#### [TEXTAUSZUG]

# # #

Nun habe ich mir viele verschieden Aufnahmen angeschaut, um an meinem Problem zu feilen und von den Großen zu lernen :D

Dabei habe ich dieses Video endeckt:


Eine Opernsängerin singt "Tonight" aus dem Musical Westside Story. Und diese Frau ist anscheinend ganz schön berühmt in der Klassikszene.

Was zur Hölle tut diese Frau mit ihrer ZUNGE? Schaut euch am besten ab 1.30 min an. Sie verrenkt ihre Zunge und schiebt sie in die unmöglichsten Ecken. Mir wurde gesagt, dass solche Akrobatiknummern ungesund sind. Und wenn ich diese Stellungen nachahme, fühle ich Anspannung im Kehlkopfbereich.

Nun meine Frage: Wieso ist diese Frau berühmt? Oder ist das eine besondere Technik (aus der Klassik?), die gar nicht so schädlich ist? Weil sonst müsste diese Frau ja ständig heiser sein.

# # #

#### [AUFGABENSTELLUNG 1]
Welche der Zeilen unten enthalten die Zeichenfolge "sleeve"? Gib jede davon wörtlich an.

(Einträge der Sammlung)
# # #

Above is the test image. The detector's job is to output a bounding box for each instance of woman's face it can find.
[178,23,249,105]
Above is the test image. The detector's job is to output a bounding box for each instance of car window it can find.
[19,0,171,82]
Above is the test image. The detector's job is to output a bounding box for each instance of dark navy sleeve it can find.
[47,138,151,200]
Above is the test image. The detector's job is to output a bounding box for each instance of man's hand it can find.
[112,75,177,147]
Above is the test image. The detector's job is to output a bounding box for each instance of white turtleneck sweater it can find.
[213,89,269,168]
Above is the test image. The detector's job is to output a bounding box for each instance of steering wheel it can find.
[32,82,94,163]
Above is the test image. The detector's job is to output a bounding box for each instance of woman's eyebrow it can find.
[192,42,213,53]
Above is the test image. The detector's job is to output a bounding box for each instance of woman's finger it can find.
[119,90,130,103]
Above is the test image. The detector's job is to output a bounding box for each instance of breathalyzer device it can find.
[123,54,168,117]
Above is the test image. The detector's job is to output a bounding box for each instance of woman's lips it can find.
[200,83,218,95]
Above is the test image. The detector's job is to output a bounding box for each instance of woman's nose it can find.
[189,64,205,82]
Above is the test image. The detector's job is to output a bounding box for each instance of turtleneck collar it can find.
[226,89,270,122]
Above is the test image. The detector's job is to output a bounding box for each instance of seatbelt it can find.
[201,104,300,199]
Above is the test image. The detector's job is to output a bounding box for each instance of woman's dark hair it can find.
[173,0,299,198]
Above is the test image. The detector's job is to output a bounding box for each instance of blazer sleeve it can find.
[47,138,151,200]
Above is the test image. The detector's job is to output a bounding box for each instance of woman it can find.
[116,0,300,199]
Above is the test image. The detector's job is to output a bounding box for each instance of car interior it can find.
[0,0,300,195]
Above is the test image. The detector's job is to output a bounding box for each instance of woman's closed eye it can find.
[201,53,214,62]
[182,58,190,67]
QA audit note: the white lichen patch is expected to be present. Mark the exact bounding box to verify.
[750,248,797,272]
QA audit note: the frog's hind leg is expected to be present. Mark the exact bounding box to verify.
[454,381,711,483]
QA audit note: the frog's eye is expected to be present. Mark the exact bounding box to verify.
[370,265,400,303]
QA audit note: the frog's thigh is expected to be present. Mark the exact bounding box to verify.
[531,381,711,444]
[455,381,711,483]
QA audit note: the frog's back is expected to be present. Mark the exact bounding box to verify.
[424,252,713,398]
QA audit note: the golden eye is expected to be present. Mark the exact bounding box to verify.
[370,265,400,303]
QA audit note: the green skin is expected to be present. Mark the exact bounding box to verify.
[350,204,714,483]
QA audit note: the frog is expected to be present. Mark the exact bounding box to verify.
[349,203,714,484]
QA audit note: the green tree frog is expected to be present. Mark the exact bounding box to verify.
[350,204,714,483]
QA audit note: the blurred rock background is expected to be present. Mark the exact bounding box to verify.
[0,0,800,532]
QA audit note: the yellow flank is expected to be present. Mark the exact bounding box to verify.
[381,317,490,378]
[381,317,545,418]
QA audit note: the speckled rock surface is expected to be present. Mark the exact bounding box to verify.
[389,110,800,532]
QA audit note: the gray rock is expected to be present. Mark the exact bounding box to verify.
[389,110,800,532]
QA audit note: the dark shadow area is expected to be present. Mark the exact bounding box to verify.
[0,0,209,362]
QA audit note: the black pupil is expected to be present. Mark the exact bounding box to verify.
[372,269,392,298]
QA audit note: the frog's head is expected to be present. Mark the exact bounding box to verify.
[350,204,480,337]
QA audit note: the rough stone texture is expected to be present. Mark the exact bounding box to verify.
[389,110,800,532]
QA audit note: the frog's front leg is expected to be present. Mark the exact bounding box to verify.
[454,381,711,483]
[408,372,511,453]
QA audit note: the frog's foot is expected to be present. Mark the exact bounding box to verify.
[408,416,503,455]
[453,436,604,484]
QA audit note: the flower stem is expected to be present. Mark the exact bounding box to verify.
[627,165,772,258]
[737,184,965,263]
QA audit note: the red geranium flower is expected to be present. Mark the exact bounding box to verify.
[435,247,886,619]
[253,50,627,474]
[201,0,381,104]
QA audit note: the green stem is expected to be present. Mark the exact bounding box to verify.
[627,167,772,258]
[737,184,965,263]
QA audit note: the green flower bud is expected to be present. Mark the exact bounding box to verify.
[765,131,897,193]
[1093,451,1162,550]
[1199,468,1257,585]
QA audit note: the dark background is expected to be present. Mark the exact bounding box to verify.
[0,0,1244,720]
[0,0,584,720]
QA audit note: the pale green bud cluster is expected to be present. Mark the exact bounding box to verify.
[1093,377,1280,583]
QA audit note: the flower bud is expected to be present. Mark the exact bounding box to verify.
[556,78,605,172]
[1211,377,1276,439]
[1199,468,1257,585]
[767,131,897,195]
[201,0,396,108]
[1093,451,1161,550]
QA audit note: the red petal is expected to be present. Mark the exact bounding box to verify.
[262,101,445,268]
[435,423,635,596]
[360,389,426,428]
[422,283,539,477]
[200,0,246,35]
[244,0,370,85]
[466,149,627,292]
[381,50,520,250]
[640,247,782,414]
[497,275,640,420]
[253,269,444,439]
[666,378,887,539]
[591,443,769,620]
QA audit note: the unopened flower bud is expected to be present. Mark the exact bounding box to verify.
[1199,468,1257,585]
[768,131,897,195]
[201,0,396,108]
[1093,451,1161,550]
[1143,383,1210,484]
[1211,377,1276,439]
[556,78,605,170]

# # #

#### [AUFGABENSTELLUNG 2]
Welche Sätze im Beitrag über die Opernsängerin enden mit einem Fragezeichen? Zitiere sie alle.

#### [LÖSUNG 1]
Above is the test image. The detector's job is to output a bounding box for each instance of dark navy sleeve it can find.
Above is the test image. The detector's job is to output a bounding box for each instance of blazer sleeve it can find.

#### [LÖSUNG 2]
- Was zur Hölle tut diese Frau mit ihrer ZUNGE?
- Nun meine Frage: Wieso ist diese Frau berühmt?
- Oder ist das eine besondere Technik (aus der Klassik?), die gar nicht so schädlich ist?